— Task brief —
Render every line of the records below as a JSON list of strings, one string per line, with blank lines omitted. Leave the pictures out of your answer.

— Available records —
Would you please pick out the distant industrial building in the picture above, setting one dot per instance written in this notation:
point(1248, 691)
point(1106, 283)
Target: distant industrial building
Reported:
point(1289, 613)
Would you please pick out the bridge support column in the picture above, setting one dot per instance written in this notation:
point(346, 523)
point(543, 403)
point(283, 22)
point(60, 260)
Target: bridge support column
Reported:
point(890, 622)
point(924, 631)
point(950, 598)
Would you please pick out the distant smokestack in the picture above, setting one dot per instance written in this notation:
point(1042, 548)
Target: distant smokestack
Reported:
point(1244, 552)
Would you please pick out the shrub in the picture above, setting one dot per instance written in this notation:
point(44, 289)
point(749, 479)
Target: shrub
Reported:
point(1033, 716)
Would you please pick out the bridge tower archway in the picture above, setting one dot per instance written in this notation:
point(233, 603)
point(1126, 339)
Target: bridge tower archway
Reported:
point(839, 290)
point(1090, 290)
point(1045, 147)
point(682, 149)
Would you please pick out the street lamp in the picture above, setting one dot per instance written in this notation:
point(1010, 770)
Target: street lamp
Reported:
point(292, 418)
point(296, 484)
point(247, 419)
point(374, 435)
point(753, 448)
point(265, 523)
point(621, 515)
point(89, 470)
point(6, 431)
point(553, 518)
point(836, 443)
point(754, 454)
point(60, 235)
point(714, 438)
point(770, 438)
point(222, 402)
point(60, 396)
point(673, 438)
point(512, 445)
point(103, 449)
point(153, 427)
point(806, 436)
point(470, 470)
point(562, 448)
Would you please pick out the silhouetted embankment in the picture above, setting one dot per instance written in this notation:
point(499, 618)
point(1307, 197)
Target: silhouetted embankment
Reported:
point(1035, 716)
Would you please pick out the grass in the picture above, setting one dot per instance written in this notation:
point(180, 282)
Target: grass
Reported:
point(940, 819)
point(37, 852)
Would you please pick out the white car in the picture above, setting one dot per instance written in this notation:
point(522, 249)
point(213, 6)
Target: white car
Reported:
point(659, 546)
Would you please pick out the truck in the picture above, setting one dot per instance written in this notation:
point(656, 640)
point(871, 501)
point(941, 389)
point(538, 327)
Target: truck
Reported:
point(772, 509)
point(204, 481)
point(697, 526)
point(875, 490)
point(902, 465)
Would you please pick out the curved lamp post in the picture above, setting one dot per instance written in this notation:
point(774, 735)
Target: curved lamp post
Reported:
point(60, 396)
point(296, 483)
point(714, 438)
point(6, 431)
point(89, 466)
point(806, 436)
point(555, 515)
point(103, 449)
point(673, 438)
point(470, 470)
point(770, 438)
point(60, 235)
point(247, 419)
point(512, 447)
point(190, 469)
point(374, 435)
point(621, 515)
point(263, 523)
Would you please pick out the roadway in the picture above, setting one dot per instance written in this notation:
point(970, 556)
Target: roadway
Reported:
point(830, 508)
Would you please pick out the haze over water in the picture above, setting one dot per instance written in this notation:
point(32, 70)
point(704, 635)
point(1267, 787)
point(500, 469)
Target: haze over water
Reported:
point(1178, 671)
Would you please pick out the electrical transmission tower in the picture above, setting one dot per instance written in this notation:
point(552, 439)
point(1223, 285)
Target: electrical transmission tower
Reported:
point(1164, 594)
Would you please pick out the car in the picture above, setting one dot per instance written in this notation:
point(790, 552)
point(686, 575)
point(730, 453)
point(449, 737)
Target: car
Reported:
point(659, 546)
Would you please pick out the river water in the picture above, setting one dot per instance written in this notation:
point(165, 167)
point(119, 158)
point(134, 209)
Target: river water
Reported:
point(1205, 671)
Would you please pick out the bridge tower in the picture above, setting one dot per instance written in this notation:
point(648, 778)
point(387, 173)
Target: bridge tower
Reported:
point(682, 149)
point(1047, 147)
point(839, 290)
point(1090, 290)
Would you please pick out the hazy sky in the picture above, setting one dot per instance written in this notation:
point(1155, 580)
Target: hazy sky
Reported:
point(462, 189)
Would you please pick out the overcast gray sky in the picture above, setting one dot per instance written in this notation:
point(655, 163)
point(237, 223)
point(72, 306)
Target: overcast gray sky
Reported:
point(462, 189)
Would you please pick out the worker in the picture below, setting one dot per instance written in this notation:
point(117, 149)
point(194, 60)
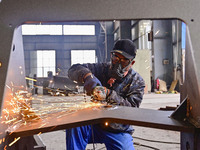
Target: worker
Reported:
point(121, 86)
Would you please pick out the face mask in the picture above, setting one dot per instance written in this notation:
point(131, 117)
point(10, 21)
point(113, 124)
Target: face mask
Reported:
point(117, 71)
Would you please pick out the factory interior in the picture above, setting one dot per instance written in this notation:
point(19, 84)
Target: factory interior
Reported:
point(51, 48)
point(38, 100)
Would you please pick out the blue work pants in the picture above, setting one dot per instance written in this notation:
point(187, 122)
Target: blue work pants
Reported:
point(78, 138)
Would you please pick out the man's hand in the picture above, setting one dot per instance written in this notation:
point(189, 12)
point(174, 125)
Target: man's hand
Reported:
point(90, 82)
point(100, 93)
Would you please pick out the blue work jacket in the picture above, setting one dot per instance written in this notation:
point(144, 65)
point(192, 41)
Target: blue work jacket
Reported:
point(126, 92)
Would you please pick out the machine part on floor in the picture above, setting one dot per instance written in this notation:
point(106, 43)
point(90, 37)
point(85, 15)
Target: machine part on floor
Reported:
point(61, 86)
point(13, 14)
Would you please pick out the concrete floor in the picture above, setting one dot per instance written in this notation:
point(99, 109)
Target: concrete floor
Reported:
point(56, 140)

— Result of the task —
[
  "Would you please pick out the distant industrial building in the picture above, setting one dot per instance written in this notation:",
  "point(1248, 691)",
  "point(1106, 283)",
  "Target: distant industrial building",
  "Reported:",
  "point(1289, 613)",
  "Would you please pick out the bridge support column in the picture above, setting one dot per instance written in this notation:",
  "point(346, 523)",
  "point(543, 403)",
  "point(283, 22)",
  "point(60, 260)",
  "Target: bridge support column",
  "Reported:",
  "point(890, 622)",
  "point(924, 631)",
  "point(950, 598)",
  "Would you please pick out the distant smokestack in the picture above, setting one dot per instance written in this notation:",
  "point(1042, 548)",
  "Target: distant smokestack",
  "Reported:",
  "point(1244, 552)",
  "Would you please pick out the shrub in the picture above, setting one dot per instance written in this notation:",
  "point(44, 289)",
  "point(749, 479)",
  "Target: shrub",
  "Reported:",
  "point(1033, 716)",
  "Would you please pick out the bridge tower archway in the picture above, setting one dot per instance written in this notation:",
  "point(233, 603)",
  "point(1126, 339)",
  "Target: bridge tower archway",
  "Reported:",
  "point(839, 290)",
  "point(1090, 290)",
  "point(1045, 147)",
  "point(682, 149)",
  "Would you please pick out the street lamp in the picture above, setting one dot per instance written in this notation:",
  "point(1010, 770)",
  "Target: street lamp",
  "Reported:",
  "point(292, 418)",
  "point(296, 484)",
  "point(247, 419)",
  "point(374, 435)",
  "point(753, 448)",
  "point(265, 523)",
  "point(621, 515)",
  "point(89, 470)",
  "point(6, 431)",
  "point(553, 518)",
  "point(836, 443)",
  "point(754, 454)",
  "point(60, 235)",
  "point(714, 438)",
  "point(770, 438)",
  "point(222, 402)",
  "point(60, 396)",
  "point(673, 438)",
  "point(512, 445)",
  "point(103, 449)",
  "point(153, 427)",
  "point(806, 436)",
  "point(470, 470)",
  "point(562, 448)",
  "Would you please pick out the silhouetted embankment in the picture above, setting one dot per instance written in this notation:",
  "point(499, 618)",
  "point(1307, 197)",
  "Target: silhouetted embankment",
  "Reported:",
  "point(1035, 716)",
  "Would you please pick out the grass in the picture above, setting one dot per instance written in this notation:",
  "point(180, 282)",
  "Target: grass",
  "Reported:",
  "point(940, 819)",
  "point(37, 852)",
  "Would you please pick out the white car in the picture above, setting one dot per instance written in this notation:",
  "point(522, 249)",
  "point(213, 6)",
  "Target: white car",
  "Reported:",
  "point(659, 546)",
  "Would you please pick out the truck in the picture above, setting one dot per instance written in this notation:",
  "point(656, 640)",
  "point(871, 501)",
  "point(941, 389)",
  "point(538, 327)",
  "Target: truck",
  "Reported:",
  "point(772, 509)",
  "point(204, 481)",
  "point(697, 526)",
  "point(875, 490)",
  "point(902, 465)",
  "Would you please pick out the curved lamp post in the picture above, setting one dot per instance written in this notation:",
  "point(774, 735)",
  "Target: curved lamp post",
  "Reported:",
  "point(60, 396)",
  "point(296, 483)",
  "point(714, 438)",
  "point(6, 431)",
  "point(89, 466)",
  "point(806, 436)",
  "point(555, 515)",
  "point(103, 449)",
  "point(673, 438)",
  "point(470, 470)",
  "point(770, 438)",
  "point(60, 235)",
  "point(247, 419)",
  "point(512, 447)",
  "point(190, 469)",
  "point(374, 435)",
  "point(621, 515)",
  "point(263, 523)",
  "Would you please pick out the roadway in the picture above, setting one dot per instance written in this notation:",
  "point(970, 556)",
  "Target: roadway",
  "Reported:",
  "point(830, 508)",
  "Would you please pick out the haze over water in the picture above, setting one dot per instance written in this notation:",
  "point(32, 70)",
  "point(704, 635)",
  "point(1267, 787)",
  "point(500, 469)",
  "Target: haze over water",
  "Reported:",
  "point(1178, 671)",
  "Would you please pick out the electrical transmission tower in the picture above, setting one dot per instance written in this notation:",
  "point(552, 439)",
  "point(1223, 285)",
  "Target: electrical transmission tower",
  "Reported:",
  "point(1164, 594)",
  "Would you please pick out the car in the picture above, setting one dot per instance written in this notation:",
  "point(790, 552)",
  "point(686, 575)",
  "point(730, 453)",
  "point(449, 737)",
  "Target: car",
  "Reported:",
  "point(659, 546)",
  "Would you please pick out the river water in the picture above, setting one dot per instance written in this notation:",
  "point(165, 167)",
  "point(119, 158)",
  "point(134, 209)",
  "Target: river water",
  "Reported:",
  "point(1205, 671)",
  "Would you please pick out the bridge tower in the picture above, setting one dot per instance written in this notation:",
  "point(648, 778)",
  "point(387, 173)",
  "Target: bridge tower",
  "Reported:",
  "point(682, 149)",
  "point(1047, 147)",
  "point(839, 290)",
  "point(1090, 290)",
  "Would you please pick out the hazy sky in the picture above, setting one dot per instance written in this notation:",
  "point(1155, 580)",
  "Target: hazy sky",
  "Reported:",
  "point(462, 189)",
  "Would you please pick out the overcast gray sky in the picture above, setting one dot per instance written in this notation:",
  "point(655, 163)",
  "point(237, 223)",
  "point(72, 306)",
  "Target: overcast gray sky",
  "Reported:",
  "point(462, 189)",
  "Would you please pick out the worker in the picture below, setting one dot per instance written in this notation:",
  "point(117, 149)",
  "point(194, 60)",
  "Target: worker",
  "Reported:",
  "point(121, 86)",
  "Would you please pick out the face mask in the picture above, setting one dot per instance written in this notation:",
  "point(131, 117)",
  "point(10, 21)",
  "point(113, 124)",
  "Target: face mask",
  "Reported:",
  "point(117, 71)",
  "Would you please pick out the factory interior in the picture above, setting one dot per instance written in this notation:",
  "point(19, 84)",
  "Target: factory interior",
  "Reported:",
  "point(51, 48)",
  "point(38, 100)",
  "Would you please pick out the blue work pants in the picture above, setting one dot per instance written in this notation:",
  "point(187, 122)",
  "Target: blue work pants",
  "Reported:",
  "point(78, 138)",
  "Would you please pick out the man's hand in the picture above, setting one dot per instance written in this notation:",
  "point(189, 12)",
  "point(174, 125)",
  "Target: man's hand",
  "Reported:",
  "point(90, 82)",
  "point(100, 93)",
  "Would you please pick out the blue work jacket in the picture above, setting one dot per instance written in this notation:",
  "point(144, 65)",
  "point(192, 41)",
  "Target: blue work jacket",
  "Reported:",
  "point(126, 92)",
  "Would you please pick out the machine part on floor in the picture above, setting one dot per instance written in this notation:",
  "point(106, 43)",
  "point(90, 37)",
  "point(85, 15)",
  "Target: machine part on floor",
  "Reported:",
  "point(61, 86)",
  "point(13, 14)",
  "Would you please pick out the concrete floor in the picture above, setting one dot per instance written in this notation:",
  "point(99, 109)",
  "Target: concrete floor",
  "Reported:",
  "point(56, 140)"
]